##### PAGE

Friday 2 March 2012

The No-insurance Policy

This is one of a series of blogs aimed at raising awareness of the everyday external reality we take for granted (the matrix) and then considering how well it really works for our collective well-being, both short and long-term.  This week the lens is focussed on Insurance. 

The insurance industry is a licence to print money!  Simply locate a general area of psychological insecurity, collect statistical data on it and employ a number-cruncher to calculate the odds, then employ a bunch of high-charge, commission-based sales people and promise customers that you’ll make that area of concern secure for them.  Now in principle I don’t have problem with that – every business would like to operate in such a risk free environment, and is entitled to strive for that.

But I wonder how many of us really appreciate why we’re buying these products.  Of course at one level it’s to allay our fears of misfortune and help us cope with feelings of insecurity.  But fears of misfortune and feelings of insecurity are for the most part internal experiences that will not be soothed for long by a piece of paper promising to turn any misfortune into a cash benefit.  If we were more aware of the real transaction that we were entering, then we might choose more wisely – but we generally don’t understand the odds we’re dealing with.

##########

> _SET EXERCISE_:
Please retype the stretch of the insurance post above from "But I wonder" through "we’re dealing with.", keeping every word and mark unchanged.

##### EXTRACTED RECORDS

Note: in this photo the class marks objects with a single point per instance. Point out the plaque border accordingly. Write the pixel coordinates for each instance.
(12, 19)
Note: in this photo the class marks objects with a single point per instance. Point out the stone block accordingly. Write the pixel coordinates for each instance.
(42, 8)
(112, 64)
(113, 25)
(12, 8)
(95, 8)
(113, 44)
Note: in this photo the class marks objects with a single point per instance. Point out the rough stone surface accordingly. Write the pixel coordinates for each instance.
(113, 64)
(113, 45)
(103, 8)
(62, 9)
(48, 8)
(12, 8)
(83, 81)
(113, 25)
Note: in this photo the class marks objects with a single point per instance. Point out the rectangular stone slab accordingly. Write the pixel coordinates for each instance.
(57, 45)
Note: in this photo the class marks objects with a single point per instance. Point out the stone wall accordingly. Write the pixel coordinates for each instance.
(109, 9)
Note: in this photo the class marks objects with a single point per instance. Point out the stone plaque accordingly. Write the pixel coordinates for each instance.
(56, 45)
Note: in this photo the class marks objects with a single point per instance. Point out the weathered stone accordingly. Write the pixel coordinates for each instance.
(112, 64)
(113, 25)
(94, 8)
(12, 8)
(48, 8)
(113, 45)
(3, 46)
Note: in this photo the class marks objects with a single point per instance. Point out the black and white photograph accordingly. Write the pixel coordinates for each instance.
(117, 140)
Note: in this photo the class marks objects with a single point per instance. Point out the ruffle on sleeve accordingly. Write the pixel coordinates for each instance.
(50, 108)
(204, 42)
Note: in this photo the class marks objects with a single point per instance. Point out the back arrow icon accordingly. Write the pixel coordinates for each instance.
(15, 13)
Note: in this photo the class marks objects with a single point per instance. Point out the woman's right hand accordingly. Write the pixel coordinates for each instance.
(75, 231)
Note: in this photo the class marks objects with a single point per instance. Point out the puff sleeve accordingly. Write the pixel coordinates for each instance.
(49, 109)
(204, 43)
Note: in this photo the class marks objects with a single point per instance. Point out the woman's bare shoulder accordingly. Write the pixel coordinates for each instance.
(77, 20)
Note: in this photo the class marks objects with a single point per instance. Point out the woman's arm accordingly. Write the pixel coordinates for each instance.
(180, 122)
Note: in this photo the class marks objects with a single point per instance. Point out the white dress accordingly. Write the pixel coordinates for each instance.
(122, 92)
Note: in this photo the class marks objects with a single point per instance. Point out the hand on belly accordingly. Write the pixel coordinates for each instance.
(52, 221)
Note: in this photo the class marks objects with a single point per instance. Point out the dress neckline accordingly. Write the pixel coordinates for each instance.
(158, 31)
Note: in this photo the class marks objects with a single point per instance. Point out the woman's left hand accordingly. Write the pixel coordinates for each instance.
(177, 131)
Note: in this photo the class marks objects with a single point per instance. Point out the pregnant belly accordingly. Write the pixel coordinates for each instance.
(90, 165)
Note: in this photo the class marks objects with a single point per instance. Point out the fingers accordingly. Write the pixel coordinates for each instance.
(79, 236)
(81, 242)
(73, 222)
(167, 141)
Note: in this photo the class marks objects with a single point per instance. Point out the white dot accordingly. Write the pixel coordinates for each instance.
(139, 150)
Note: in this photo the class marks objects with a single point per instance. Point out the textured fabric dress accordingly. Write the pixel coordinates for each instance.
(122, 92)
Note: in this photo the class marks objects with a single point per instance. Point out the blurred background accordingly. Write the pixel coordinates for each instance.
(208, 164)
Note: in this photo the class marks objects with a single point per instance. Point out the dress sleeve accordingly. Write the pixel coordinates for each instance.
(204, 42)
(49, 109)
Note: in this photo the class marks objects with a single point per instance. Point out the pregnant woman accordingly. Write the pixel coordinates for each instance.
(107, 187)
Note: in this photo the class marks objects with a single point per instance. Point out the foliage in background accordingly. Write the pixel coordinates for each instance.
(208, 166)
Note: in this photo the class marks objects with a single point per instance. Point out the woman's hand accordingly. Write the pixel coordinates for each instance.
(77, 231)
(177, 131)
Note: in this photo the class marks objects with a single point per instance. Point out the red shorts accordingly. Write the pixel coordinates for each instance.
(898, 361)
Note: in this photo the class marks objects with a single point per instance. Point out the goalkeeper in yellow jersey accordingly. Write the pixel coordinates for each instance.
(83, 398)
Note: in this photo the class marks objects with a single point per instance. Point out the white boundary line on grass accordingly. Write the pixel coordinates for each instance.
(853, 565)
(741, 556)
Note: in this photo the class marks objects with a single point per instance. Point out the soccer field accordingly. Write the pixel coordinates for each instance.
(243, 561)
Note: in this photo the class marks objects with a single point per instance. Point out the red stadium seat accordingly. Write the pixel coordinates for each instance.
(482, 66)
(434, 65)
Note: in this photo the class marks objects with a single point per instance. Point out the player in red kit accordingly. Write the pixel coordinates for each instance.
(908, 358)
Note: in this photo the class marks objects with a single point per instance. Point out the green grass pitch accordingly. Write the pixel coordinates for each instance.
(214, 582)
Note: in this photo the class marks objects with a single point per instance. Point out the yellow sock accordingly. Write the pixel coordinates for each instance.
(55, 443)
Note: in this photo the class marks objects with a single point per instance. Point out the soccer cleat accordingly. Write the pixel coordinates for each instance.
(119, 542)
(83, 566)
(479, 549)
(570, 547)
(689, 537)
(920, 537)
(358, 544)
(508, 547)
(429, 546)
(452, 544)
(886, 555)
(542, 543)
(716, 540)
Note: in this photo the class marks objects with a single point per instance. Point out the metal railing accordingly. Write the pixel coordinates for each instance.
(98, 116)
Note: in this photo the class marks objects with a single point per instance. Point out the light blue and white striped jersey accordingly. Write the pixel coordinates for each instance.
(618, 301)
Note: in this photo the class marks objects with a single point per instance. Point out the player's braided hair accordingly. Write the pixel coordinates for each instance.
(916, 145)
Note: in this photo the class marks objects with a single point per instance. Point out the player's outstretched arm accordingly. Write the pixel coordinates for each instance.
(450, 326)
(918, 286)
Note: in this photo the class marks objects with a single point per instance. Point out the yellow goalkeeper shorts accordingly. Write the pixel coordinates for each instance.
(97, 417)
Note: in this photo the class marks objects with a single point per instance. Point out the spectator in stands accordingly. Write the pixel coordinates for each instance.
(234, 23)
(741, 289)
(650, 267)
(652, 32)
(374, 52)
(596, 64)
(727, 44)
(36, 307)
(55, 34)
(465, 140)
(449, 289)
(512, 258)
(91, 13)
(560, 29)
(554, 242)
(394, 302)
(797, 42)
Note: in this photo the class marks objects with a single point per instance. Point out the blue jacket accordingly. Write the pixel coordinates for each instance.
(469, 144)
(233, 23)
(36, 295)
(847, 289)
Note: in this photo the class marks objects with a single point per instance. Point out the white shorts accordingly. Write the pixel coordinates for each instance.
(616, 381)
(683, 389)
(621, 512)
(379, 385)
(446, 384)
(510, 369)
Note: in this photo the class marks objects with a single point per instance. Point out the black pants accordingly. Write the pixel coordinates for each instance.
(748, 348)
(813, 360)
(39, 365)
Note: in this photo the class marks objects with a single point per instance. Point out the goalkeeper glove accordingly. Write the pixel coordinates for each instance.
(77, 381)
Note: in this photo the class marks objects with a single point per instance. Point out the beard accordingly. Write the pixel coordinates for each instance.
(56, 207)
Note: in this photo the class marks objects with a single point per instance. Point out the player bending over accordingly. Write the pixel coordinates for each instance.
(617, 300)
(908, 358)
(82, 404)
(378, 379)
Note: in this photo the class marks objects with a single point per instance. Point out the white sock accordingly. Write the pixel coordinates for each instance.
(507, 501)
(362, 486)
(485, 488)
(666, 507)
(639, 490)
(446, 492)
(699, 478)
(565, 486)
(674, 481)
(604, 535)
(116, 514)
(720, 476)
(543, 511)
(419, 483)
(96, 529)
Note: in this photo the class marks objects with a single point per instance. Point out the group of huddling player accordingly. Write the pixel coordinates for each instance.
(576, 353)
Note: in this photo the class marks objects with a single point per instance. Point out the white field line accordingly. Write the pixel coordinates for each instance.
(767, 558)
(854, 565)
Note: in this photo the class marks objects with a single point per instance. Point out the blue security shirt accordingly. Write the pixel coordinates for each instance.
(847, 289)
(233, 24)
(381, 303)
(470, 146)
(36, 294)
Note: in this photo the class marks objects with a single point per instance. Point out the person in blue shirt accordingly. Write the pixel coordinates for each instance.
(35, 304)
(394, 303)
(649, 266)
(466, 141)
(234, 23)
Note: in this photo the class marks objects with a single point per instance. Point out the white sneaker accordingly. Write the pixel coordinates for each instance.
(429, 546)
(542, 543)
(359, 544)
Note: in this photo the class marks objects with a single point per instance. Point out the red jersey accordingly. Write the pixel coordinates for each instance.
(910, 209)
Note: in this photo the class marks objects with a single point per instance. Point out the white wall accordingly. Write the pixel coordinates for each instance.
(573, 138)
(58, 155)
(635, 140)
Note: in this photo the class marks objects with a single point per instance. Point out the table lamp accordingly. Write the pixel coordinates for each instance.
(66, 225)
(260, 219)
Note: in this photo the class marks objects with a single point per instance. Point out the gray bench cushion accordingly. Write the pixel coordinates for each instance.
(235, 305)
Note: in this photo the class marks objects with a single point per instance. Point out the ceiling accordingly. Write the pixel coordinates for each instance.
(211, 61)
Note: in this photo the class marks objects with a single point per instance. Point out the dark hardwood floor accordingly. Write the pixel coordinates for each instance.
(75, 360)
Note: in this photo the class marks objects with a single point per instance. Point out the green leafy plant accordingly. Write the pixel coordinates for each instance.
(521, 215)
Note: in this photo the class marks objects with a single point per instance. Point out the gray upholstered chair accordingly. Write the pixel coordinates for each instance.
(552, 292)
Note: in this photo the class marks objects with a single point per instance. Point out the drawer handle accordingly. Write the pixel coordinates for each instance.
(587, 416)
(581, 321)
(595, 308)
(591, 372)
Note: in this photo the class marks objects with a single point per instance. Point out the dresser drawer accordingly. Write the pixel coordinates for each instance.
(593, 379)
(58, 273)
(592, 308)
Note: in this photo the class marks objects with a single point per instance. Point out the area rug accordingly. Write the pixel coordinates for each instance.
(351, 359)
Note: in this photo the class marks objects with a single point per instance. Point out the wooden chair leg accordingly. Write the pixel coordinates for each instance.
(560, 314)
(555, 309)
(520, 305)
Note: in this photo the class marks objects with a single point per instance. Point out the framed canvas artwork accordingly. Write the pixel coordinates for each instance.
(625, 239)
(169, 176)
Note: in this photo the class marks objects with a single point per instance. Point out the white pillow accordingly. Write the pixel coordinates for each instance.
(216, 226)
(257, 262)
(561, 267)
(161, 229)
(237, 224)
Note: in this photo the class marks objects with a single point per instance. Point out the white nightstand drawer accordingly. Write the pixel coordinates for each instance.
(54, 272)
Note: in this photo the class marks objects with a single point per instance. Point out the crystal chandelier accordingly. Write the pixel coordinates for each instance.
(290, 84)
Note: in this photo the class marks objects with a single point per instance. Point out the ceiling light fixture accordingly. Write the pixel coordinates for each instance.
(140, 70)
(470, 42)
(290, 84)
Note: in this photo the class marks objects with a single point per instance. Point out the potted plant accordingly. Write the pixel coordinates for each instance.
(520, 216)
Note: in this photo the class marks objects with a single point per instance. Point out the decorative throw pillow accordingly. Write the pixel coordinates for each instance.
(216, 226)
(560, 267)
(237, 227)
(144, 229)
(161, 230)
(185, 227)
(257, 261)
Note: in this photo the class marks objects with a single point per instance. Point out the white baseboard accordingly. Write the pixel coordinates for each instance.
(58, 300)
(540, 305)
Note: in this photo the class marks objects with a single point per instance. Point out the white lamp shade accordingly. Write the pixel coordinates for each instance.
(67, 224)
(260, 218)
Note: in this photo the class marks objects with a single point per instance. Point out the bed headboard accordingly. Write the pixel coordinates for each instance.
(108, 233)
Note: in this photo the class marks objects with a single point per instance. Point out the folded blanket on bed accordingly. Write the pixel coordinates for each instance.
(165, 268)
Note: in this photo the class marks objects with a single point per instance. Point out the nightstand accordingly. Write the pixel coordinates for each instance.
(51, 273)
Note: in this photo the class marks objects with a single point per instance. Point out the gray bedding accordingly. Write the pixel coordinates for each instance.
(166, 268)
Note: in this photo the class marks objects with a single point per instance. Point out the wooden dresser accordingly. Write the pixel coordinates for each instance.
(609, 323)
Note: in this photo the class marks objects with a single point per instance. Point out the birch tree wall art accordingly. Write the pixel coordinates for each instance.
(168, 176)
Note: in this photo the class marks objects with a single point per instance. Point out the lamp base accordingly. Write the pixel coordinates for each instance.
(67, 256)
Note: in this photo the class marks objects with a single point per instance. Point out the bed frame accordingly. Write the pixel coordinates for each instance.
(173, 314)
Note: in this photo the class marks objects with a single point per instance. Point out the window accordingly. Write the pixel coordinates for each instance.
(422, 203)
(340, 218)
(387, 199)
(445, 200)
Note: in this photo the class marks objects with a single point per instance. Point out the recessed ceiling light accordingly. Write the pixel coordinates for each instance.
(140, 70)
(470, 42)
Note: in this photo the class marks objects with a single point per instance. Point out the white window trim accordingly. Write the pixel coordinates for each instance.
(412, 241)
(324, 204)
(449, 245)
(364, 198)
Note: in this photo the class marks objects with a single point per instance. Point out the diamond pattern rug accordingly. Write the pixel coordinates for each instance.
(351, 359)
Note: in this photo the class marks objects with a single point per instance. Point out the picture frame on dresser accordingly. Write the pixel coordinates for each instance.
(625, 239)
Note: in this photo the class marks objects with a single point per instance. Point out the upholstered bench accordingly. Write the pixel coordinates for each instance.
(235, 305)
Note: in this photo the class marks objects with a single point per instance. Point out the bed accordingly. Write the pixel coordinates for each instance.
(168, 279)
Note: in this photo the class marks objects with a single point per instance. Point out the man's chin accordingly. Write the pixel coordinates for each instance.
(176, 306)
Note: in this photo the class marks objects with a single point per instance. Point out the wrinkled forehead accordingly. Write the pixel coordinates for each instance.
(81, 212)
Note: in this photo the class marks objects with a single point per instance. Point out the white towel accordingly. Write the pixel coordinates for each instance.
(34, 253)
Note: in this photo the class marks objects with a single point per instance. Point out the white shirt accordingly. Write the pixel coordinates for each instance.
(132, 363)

##########

> _IN RESPONSE_:
But I wonder how many of us really appreciate why we’re buying these products.  Of course at one level it’s to allay our fears of misfortune and help us cope with feelings of insecurity.  But fears of misfortune and feelings of insecurity are for the most part internal experiences that will not be soothed for long by a piece of paper promising to turn any misfortune into a cash benefit.  If we were more aware of the real transaction that we were entering, then we might choose more wisely – but we generally don’t understand the odds we’re dealing with.